**EXCERPT PROVIDED:**
William Leon Clark (March 21, 1911 – March 19, 2005) was Deputy Chief of Chaplains of the United States Air Force.

He was born in Scott County, Mississippi on March 21, 1911 and grew up in Hattiesburg and Petal. He attended Pearl River Community College, Mississippi College, Southwestern Baptist Theological Seminary and New Orleans Baptist Theological Seminary and became an ordained Baptist pastor.

==Military career==
Clark originally joined the United States Army in 1941. During World War II, he served with the Third Air Force, Fifth Air Force and V Bomber Command. He left active duty following the war.

In 1951, he was re-called to active duty in the United States Air Force during the Korean War. Following the war, he was assigned to the Office of the United States Secretary of Defense as executive director of the Armed Forces Chaplains Board. Later, he was assigned to the Office of the Chief of Chaplains of the United States Air Force as chief of the Personnel Division.

He was promoted to brigadier general and was named Deputy Chief of Chaplains in 1966. Later, he became Command Chaplain of the United States Southern Command. Clark's retirement was effective as of January 1, 1970.

==Later life==
Clark died on March 19, 2005 and was interred at Hillcrest Cemetery in Petal, Mississippi.

**EXERCISE BRIEF:**
Copy word for word the part of the passage on William Leon Clark starting with "He was born" and going on through "following the war.".

**DATA FOR ANALYSIS:**
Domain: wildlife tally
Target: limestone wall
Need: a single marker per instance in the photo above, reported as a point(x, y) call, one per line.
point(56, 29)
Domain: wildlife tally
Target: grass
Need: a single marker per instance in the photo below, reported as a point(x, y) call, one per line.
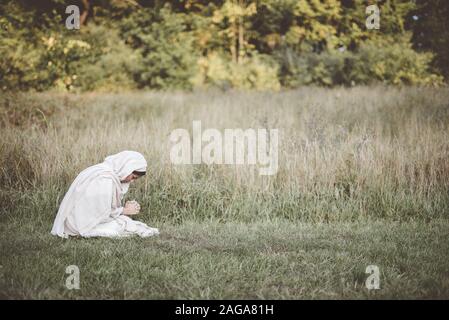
point(363, 180)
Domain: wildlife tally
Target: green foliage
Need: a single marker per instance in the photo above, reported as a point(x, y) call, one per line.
point(261, 44)
point(375, 61)
point(166, 48)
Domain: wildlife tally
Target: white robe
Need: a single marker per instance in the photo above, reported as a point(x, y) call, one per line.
point(92, 207)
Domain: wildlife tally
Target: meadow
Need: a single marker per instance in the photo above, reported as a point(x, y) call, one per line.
point(363, 179)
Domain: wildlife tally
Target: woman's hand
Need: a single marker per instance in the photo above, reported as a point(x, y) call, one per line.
point(131, 208)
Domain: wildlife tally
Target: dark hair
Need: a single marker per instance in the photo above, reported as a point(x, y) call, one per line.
point(139, 173)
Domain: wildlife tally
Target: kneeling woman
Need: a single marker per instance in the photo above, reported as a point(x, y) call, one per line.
point(93, 205)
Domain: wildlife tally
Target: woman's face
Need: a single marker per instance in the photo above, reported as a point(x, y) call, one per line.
point(130, 178)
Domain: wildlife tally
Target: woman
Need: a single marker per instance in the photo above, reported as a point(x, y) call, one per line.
point(93, 205)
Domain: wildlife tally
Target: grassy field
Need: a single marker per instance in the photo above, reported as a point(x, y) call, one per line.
point(363, 180)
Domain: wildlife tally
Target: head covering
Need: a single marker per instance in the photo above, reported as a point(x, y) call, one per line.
point(124, 163)
point(95, 192)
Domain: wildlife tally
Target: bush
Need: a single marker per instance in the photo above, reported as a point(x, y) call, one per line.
point(388, 61)
point(257, 72)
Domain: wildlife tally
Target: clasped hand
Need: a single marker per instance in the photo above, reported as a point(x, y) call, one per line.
point(131, 208)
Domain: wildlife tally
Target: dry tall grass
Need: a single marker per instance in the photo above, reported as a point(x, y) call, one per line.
point(345, 154)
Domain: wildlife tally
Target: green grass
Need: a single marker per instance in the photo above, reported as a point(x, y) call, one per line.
point(363, 180)
point(211, 260)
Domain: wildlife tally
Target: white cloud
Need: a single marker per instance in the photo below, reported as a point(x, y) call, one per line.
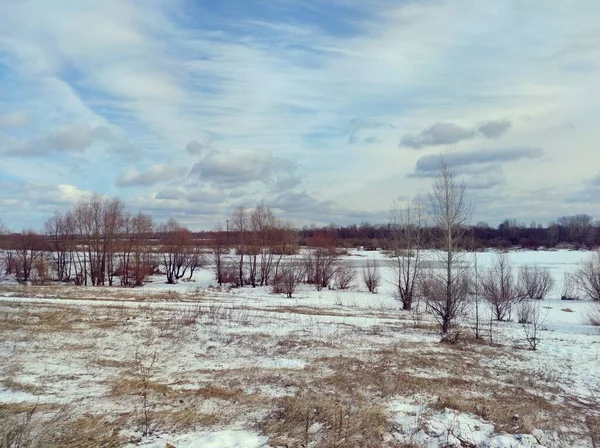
point(13, 119)
point(152, 175)
point(285, 92)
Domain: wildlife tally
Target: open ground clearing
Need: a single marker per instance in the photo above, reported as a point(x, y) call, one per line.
point(194, 365)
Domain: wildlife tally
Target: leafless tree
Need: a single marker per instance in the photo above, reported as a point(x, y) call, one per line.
point(97, 223)
point(57, 228)
point(320, 265)
point(285, 244)
point(112, 226)
point(592, 315)
point(219, 251)
point(4, 244)
point(569, 287)
point(176, 248)
point(263, 230)
point(135, 259)
point(532, 326)
point(345, 275)
point(27, 250)
point(240, 225)
point(476, 291)
point(290, 275)
point(535, 282)
point(587, 277)
point(407, 237)
point(500, 287)
point(371, 276)
point(446, 292)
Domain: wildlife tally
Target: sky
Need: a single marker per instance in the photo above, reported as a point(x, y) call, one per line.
point(327, 111)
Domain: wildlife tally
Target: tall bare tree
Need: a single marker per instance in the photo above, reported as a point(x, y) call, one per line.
point(587, 277)
point(501, 288)
point(535, 282)
point(446, 290)
point(407, 238)
point(177, 250)
point(60, 242)
point(240, 225)
point(27, 250)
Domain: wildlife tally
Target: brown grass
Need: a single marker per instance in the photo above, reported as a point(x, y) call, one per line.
point(133, 386)
point(323, 418)
point(185, 419)
point(220, 393)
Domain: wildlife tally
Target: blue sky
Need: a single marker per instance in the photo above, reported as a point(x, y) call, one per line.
point(326, 110)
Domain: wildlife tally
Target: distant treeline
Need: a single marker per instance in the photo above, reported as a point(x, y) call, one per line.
point(577, 231)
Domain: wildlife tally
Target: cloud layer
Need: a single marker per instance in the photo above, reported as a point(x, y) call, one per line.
point(326, 111)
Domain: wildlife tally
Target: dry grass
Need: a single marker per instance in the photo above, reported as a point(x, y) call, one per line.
point(133, 386)
point(185, 419)
point(220, 393)
point(104, 293)
point(42, 425)
point(592, 315)
point(325, 421)
point(593, 424)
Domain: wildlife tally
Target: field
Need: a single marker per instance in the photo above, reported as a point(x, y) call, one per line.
point(192, 365)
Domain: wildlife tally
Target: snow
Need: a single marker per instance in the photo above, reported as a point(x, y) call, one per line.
point(417, 424)
point(218, 439)
point(248, 331)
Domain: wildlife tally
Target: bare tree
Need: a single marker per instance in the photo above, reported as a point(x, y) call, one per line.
point(569, 287)
point(320, 265)
point(535, 282)
point(219, 251)
point(534, 323)
point(476, 291)
point(27, 250)
point(57, 228)
point(135, 259)
point(176, 249)
point(592, 315)
point(290, 275)
point(407, 237)
point(371, 276)
point(344, 276)
point(500, 287)
point(4, 241)
point(239, 223)
point(587, 277)
point(446, 292)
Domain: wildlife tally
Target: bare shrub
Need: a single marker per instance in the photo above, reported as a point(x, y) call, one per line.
point(446, 290)
point(534, 322)
point(371, 276)
point(569, 287)
point(145, 366)
point(407, 236)
point(592, 316)
point(290, 275)
point(178, 253)
point(445, 310)
point(320, 265)
point(587, 277)
point(524, 312)
point(500, 288)
point(27, 245)
point(229, 275)
point(344, 276)
point(535, 282)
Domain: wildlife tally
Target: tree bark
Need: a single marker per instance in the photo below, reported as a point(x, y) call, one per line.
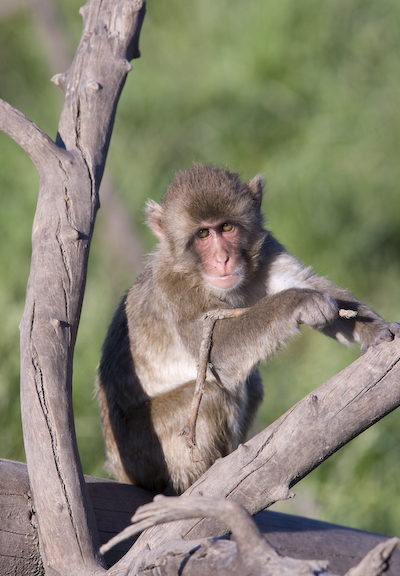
point(114, 503)
point(70, 172)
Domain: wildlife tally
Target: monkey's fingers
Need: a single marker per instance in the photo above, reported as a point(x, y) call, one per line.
point(348, 314)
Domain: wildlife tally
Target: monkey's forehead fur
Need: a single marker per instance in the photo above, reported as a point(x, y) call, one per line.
point(208, 193)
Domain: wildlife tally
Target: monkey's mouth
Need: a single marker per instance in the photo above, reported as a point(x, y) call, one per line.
point(225, 282)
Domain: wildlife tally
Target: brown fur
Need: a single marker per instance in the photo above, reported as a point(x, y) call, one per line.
point(146, 376)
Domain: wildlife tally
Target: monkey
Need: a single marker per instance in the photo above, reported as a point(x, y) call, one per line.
point(213, 253)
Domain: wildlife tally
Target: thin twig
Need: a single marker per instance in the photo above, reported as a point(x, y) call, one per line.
point(208, 320)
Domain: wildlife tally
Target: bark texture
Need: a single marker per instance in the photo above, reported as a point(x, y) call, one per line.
point(70, 172)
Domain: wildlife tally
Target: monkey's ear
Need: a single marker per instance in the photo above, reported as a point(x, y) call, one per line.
point(256, 186)
point(155, 214)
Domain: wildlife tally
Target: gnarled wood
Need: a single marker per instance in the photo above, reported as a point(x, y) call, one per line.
point(114, 503)
point(263, 470)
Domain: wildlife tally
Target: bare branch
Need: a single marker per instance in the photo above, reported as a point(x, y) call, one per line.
point(70, 173)
point(377, 561)
point(24, 132)
point(209, 320)
point(264, 469)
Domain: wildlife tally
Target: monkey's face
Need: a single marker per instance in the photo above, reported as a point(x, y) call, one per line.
point(218, 247)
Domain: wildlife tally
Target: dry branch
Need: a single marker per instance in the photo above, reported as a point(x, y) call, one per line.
point(252, 555)
point(70, 172)
point(263, 470)
point(208, 322)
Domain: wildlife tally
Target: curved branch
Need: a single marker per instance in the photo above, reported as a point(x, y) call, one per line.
point(70, 174)
point(263, 470)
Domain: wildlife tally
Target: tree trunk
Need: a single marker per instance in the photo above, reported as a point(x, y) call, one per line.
point(114, 503)
point(70, 172)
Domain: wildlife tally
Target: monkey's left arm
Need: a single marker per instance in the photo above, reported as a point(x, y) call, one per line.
point(367, 328)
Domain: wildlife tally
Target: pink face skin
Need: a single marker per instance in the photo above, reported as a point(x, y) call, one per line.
point(218, 246)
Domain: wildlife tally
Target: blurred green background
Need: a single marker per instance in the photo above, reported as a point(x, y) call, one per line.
point(305, 92)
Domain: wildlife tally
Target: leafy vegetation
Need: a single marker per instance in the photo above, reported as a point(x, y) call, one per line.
point(306, 93)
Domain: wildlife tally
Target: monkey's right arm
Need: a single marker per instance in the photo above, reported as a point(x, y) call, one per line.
point(240, 344)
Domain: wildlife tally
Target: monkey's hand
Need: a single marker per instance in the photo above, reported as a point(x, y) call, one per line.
point(373, 331)
point(316, 309)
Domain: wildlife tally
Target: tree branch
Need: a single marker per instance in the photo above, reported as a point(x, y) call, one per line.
point(70, 173)
point(263, 470)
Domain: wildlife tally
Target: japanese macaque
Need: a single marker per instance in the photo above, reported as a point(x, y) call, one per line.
point(213, 253)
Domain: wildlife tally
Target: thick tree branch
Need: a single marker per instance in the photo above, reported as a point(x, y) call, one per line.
point(264, 469)
point(70, 172)
point(30, 137)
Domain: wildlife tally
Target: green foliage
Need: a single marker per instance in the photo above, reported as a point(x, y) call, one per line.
point(305, 92)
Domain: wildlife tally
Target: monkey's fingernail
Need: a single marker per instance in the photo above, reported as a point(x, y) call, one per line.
point(347, 313)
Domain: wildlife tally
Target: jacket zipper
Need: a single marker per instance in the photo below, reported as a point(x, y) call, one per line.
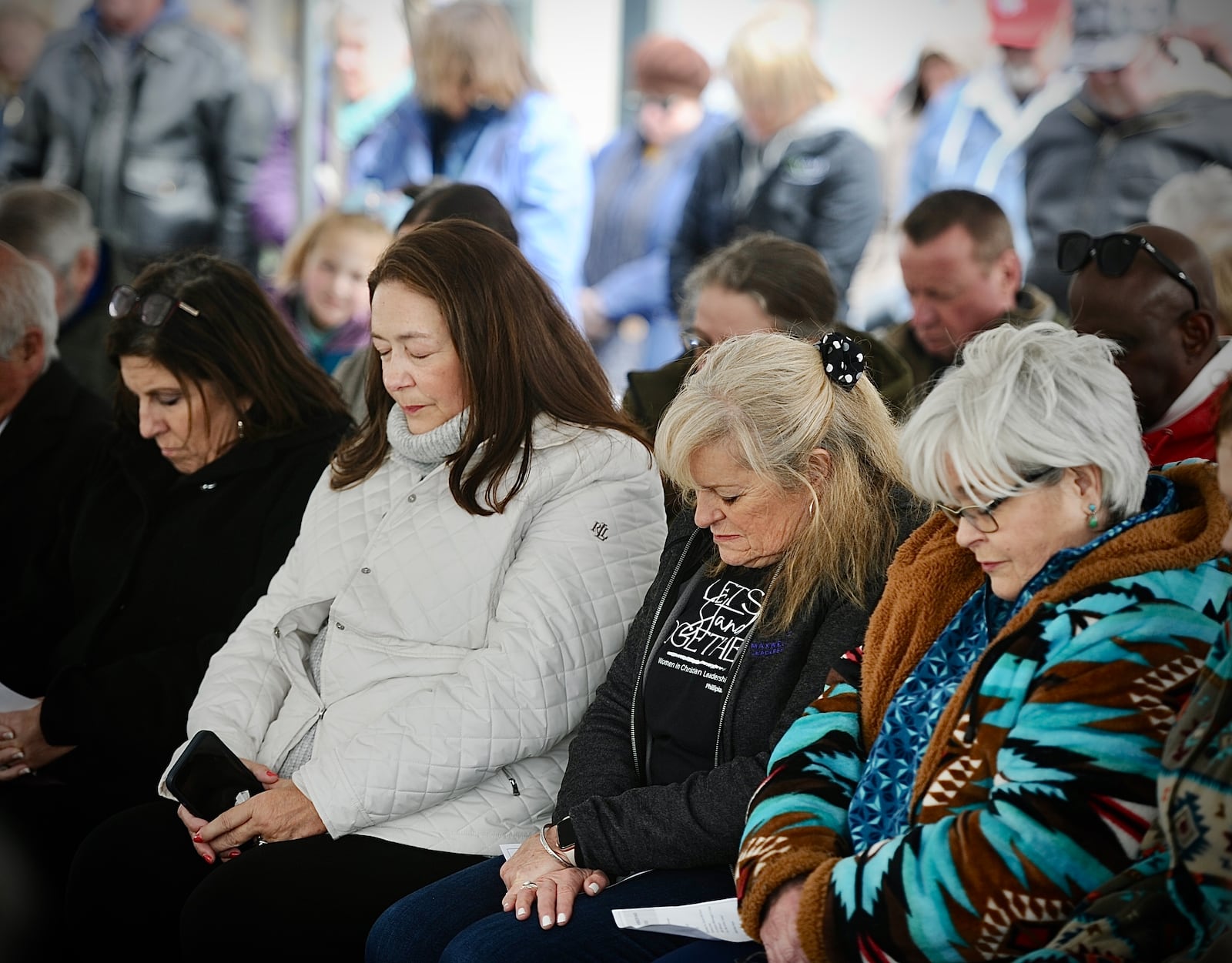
point(736, 673)
point(513, 782)
point(650, 644)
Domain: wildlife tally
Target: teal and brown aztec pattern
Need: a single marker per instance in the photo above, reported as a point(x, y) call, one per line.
point(1045, 790)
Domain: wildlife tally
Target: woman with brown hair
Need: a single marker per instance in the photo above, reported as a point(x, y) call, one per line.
point(223, 429)
point(788, 457)
point(480, 115)
point(407, 687)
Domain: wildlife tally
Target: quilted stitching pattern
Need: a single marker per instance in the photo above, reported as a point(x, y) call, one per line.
point(456, 646)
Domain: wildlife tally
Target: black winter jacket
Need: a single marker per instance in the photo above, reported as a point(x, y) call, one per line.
point(157, 572)
point(622, 824)
point(53, 431)
point(825, 192)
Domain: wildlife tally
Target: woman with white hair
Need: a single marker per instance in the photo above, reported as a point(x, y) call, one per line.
point(788, 458)
point(1019, 677)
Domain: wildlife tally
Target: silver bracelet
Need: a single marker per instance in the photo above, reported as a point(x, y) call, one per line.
point(548, 849)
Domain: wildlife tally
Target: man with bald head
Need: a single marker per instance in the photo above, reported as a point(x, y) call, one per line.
point(1150, 289)
point(49, 425)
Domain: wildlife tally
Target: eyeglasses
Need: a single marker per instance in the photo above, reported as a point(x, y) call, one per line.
point(981, 517)
point(156, 308)
point(1114, 254)
point(634, 101)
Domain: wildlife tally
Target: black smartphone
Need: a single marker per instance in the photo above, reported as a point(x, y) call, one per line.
point(209, 778)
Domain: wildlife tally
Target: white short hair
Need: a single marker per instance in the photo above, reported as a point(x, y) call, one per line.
point(28, 299)
point(1024, 400)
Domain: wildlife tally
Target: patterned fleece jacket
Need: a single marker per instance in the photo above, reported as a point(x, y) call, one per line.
point(1039, 781)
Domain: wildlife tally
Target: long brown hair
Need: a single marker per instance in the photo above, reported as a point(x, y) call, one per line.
point(521, 356)
point(236, 343)
point(765, 398)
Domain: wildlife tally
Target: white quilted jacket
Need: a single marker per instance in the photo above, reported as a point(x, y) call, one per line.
point(461, 650)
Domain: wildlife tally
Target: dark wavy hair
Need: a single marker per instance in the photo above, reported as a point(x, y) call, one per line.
point(237, 343)
point(521, 353)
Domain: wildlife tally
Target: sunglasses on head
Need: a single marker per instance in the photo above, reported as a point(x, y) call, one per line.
point(1114, 254)
point(156, 308)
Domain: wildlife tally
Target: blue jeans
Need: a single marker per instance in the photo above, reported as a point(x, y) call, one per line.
point(459, 919)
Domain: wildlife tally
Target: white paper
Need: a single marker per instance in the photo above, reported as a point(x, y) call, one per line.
point(12, 701)
point(715, 920)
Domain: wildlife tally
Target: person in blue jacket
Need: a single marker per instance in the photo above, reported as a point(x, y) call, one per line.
point(642, 178)
point(798, 162)
point(478, 115)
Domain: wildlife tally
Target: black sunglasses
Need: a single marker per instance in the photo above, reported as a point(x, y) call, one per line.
point(1114, 254)
point(156, 308)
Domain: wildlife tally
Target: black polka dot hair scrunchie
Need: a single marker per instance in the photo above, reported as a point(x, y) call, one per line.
point(843, 359)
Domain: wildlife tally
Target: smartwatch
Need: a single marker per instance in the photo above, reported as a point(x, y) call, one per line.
point(564, 835)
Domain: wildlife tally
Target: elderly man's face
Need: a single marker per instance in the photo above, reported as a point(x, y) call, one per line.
point(127, 16)
point(954, 293)
point(1145, 318)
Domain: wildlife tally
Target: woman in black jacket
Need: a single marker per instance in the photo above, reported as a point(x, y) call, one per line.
point(225, 427)
point(788, 457)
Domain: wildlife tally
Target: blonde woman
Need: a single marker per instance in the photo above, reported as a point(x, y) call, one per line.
point(322, 286)
point(798, 162)
point(788, 455)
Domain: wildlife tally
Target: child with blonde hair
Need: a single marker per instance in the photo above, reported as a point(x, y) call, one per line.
point(322, 286)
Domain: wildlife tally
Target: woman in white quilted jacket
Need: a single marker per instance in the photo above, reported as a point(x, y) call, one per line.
point(465, 574)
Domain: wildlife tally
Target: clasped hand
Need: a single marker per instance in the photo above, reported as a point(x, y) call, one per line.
point(280, 813)
point(554, 889)
point(22, 747)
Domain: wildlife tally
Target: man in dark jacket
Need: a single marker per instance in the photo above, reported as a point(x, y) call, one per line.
point(964, 276)
point(49, 425)
point(796, 164)
point(1147, 111)
point(154, 119)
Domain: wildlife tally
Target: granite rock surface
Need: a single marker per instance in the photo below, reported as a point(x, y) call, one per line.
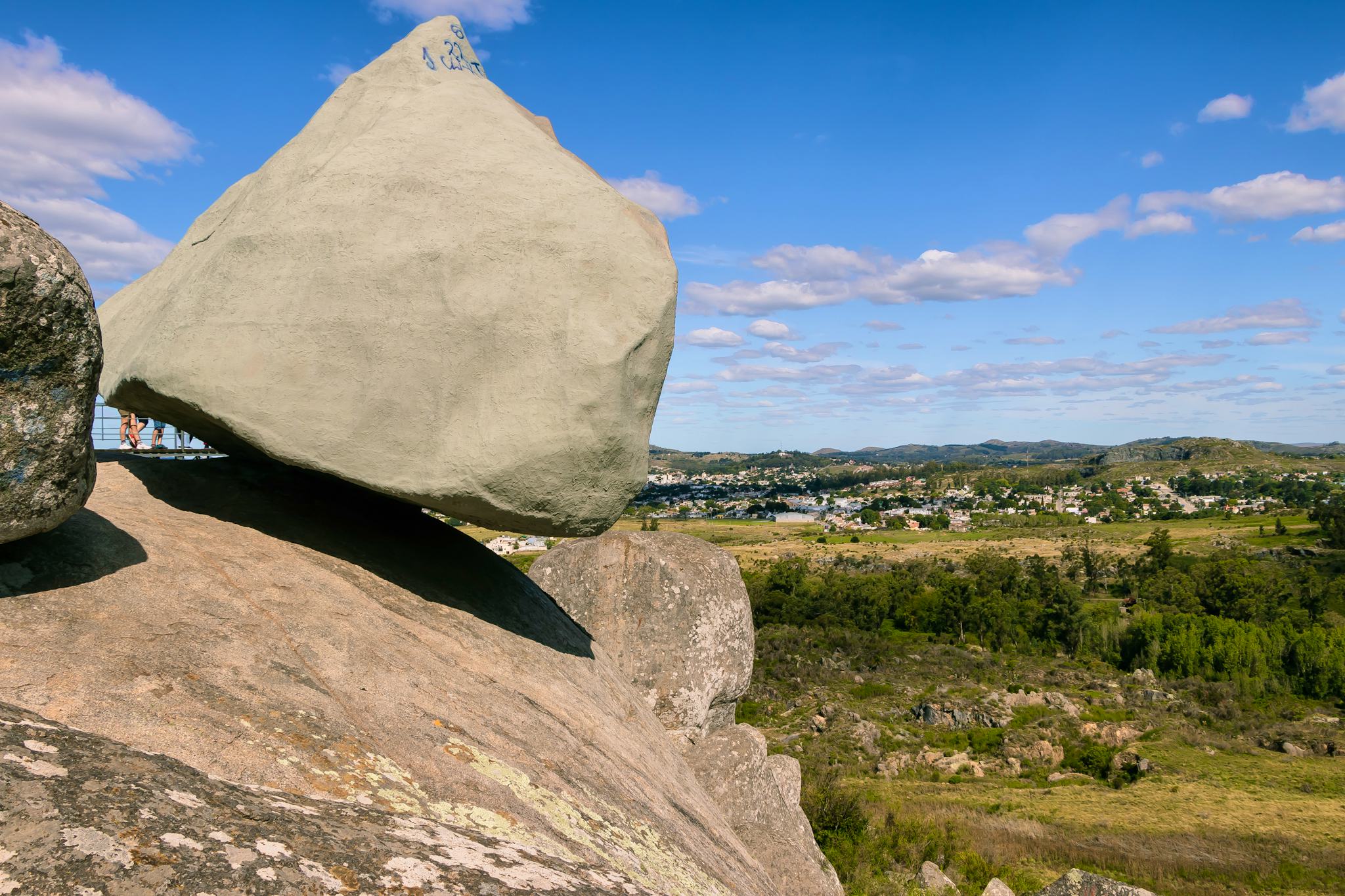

**EXERCISE RESPONSE:**
He was born in Scott County, Mississippi on March 21, 1911 and grew up in Hattiesburg and Petal. He attended Pearl River Community College, Mississippi College, Southwestern Baptist Theological Seminary and New Orleans Baptist Theological Seminary and became an ordained Baptist pastor.

==Military career==
Clark originally joined the United States Army in 1941. During World War II, he served with the Third Air Force, Fifth Air Force and V Bomber Command. He left active duty following the war.